**SUPPLIED PASSAGE:**
┄┄┄┄┄┄┄┄┄┄┄┄┄┄┄┄┄┄┄┄
And there are others.

Spencer says: “A longstanding issue for the reinsurance industry is the time it can take for monthly or quarterly closings to be resolved, resulting in long waiting periods to receive premiums and claims recoveries. Properly handling multiple currencies is another area of contention, along with the sometimes-delicate situation of internal IT dependency endeavouring to scale the business on legacy systems.”

When it comes to pricing and allocations, Spencer says that more granular data can clarify and support the certainty of contract data. This, he says, would be a good start, saying it would improve negotiation and risk data for more accurate contracts and the ability to extract historical claims data for validation and recoveries

He adds: “Digitising the processes for automation of insurance to reinsurance processes (ceding and retrocessional) would be another given, as is generally gaining more consistent data quality. Vitally, technology can enable scaling for businesses and offer more agility and flexibility to cope with increasing complexities and underwriting creativity.”

Spencer struggles to name any negative implications that may arise from the wave of insurtech, and takes the overall view that increasing digitisation will not only benefit in terms of accuracy, but will free people to do more added-value and creative activities. This will, he says, lead to increases in accuracy, as well as the subjugation of human error.

He adds: “In essence, running your business particularly on a dedicated cloud-based solution leads to better data, more efficient processes and an overall better profitability due to less reliance on internal IT and people-oriented activities; a cloud-based solution running on microservices mean an always up-to-date application, version control, while reaching a nearly 100% availability.”

Looking ahead, he says that his vision of an idealised future for the industry is one in which there is seamless automation of end-to-end insurance, broker, and reinsurance processes that deliver fast, accurate, and human error-free results.

But, above all, it should be the insurers that feel the benefits first, tapering down to the insured through better profitability and lower premiums.

“To all the intermediaries and brokers,” he says, “the reinsurtech wave will make their life much easier in presentations to their clients.”
┄┄┄┄┄┄┄┄┄┄┄┄┄┄┄┄┄┄┄┄
**PROVIDED INFORMATION:**

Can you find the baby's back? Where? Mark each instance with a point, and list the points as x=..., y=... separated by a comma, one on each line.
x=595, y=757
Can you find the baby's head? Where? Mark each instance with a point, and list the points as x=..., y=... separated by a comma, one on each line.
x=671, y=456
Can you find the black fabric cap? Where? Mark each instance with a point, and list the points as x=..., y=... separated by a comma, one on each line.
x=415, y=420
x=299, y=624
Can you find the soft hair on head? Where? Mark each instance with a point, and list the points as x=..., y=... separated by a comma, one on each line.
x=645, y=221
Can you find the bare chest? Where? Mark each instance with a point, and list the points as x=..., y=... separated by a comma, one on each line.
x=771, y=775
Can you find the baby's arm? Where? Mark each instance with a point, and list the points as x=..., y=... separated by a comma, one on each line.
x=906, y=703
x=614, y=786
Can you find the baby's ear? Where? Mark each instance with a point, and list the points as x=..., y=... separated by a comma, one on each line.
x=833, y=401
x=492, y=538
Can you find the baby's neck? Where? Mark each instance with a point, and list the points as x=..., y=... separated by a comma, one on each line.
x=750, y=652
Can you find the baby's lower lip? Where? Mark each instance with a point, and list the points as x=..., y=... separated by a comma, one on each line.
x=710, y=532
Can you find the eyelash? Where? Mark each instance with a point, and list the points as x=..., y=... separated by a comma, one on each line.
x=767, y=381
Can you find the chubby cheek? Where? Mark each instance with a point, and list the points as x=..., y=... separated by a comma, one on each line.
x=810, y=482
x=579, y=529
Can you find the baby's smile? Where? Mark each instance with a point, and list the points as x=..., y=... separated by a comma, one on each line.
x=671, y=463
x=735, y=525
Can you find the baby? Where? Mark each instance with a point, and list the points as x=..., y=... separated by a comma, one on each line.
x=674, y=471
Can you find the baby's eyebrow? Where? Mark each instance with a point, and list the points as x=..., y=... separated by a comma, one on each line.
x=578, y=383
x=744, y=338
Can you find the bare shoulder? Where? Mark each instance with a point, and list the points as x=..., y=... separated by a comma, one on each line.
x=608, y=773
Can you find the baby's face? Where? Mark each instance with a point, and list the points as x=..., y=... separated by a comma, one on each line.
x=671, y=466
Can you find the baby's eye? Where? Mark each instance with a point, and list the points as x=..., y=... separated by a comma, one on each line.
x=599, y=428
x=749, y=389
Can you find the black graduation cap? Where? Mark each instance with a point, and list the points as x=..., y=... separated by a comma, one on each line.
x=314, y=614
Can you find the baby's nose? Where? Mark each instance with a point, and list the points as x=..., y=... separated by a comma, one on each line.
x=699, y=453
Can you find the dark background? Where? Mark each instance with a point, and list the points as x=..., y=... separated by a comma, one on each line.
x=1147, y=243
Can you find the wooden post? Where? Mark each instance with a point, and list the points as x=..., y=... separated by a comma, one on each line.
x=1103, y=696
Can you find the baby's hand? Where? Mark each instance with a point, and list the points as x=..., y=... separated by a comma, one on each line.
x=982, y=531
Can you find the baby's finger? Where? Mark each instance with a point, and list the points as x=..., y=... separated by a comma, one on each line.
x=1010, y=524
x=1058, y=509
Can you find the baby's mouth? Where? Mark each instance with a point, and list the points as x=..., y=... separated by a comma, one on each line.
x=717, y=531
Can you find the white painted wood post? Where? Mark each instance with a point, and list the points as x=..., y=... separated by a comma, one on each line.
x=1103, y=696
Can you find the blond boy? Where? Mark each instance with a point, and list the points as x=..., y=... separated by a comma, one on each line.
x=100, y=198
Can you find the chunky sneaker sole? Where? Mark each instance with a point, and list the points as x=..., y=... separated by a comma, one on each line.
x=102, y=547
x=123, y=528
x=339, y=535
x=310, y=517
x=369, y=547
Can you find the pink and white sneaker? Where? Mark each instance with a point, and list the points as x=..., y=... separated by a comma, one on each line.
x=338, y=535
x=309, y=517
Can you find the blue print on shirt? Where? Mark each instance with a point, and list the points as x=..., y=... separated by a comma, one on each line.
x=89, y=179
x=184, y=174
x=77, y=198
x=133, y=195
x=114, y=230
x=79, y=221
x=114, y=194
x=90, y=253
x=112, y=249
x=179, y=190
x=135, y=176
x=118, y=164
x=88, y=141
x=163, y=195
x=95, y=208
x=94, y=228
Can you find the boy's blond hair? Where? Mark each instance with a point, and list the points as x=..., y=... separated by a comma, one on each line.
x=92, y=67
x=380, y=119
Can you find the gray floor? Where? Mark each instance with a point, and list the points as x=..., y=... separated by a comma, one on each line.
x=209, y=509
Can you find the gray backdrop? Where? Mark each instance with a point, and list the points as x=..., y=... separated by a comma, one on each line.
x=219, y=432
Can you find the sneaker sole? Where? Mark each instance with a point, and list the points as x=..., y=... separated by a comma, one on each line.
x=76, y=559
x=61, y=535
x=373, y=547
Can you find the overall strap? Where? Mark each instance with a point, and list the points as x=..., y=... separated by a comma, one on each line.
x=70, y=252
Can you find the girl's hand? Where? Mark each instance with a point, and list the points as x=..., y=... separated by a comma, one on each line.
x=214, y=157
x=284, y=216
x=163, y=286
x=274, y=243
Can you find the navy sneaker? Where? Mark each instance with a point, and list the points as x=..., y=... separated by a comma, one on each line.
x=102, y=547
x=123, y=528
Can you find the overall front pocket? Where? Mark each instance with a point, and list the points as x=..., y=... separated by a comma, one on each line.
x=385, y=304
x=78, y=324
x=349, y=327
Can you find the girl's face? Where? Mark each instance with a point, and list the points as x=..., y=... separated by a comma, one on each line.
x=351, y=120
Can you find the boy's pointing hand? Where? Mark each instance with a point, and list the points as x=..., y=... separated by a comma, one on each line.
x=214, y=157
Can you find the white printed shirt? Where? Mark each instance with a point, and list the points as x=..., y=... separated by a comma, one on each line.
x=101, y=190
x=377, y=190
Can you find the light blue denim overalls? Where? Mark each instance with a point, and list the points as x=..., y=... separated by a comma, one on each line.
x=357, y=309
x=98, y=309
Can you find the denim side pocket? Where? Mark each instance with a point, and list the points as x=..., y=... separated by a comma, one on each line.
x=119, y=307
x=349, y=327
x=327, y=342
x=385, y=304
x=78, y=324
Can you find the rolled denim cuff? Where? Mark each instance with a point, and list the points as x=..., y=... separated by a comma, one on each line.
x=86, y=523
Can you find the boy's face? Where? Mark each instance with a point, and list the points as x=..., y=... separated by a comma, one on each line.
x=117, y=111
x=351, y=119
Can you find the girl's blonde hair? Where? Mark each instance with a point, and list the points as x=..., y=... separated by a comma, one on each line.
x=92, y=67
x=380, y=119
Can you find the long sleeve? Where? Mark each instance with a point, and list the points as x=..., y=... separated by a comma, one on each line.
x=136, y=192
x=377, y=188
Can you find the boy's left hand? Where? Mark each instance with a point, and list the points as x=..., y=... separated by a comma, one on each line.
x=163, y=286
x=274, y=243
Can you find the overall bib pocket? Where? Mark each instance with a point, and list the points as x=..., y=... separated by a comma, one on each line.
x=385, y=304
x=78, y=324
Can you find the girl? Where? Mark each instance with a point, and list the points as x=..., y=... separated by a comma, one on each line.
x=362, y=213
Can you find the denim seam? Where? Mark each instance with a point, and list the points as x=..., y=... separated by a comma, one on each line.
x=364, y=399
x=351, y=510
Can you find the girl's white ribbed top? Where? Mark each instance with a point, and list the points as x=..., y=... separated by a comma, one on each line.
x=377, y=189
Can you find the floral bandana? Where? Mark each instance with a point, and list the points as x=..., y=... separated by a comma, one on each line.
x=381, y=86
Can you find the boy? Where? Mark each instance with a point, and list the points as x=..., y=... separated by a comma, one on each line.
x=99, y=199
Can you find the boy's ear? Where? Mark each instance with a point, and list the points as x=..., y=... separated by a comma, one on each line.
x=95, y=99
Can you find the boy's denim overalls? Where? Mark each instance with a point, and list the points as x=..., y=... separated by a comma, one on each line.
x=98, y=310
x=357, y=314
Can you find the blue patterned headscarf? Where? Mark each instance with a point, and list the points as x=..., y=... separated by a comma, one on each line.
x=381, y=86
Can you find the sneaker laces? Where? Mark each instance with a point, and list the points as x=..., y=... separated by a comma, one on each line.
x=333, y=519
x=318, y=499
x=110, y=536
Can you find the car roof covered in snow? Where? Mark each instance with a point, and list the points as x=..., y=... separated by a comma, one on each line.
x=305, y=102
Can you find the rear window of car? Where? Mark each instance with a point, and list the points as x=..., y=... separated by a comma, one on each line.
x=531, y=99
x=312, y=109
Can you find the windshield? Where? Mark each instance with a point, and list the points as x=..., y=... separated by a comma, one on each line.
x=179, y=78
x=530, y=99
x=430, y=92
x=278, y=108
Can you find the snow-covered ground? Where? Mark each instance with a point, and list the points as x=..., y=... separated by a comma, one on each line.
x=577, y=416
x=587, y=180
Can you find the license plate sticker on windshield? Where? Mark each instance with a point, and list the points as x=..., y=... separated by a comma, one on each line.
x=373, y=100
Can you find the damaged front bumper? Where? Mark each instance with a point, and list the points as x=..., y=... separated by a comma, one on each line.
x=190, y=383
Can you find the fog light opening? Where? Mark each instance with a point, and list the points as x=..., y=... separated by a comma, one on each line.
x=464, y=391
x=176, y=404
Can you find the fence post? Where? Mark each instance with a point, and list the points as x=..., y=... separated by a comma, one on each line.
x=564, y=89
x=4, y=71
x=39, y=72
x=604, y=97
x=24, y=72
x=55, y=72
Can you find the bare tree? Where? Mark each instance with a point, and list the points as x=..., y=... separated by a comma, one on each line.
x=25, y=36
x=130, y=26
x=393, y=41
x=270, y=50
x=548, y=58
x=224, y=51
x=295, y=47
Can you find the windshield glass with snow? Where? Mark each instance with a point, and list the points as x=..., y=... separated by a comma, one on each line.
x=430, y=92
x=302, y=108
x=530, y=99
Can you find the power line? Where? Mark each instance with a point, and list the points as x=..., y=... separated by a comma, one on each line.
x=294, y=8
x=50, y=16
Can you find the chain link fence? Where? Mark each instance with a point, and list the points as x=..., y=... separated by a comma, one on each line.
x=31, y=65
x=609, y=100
┄┄┄┄┄┄┄┄┄┄┄┄┄┄┄┄┄┄┄┄
**REQUIREMENTS:** Can you rewrite the passage on reinsurance technology starting at "Spencer struggles to" and ending at "of human error.", putting "drawbacks" in place of "negative implications"?

**EXERCISE OUTPUT:**
Spencer struggles to name any drawbacks that may arise from the wave of insurtech, and takes the overall view that increasing digitisation will not only benefit in terms of accuracy, but will free people to do more added-value and creative activities. This will, he says, lead to increases in accuracy, as well as the subjugation of human error.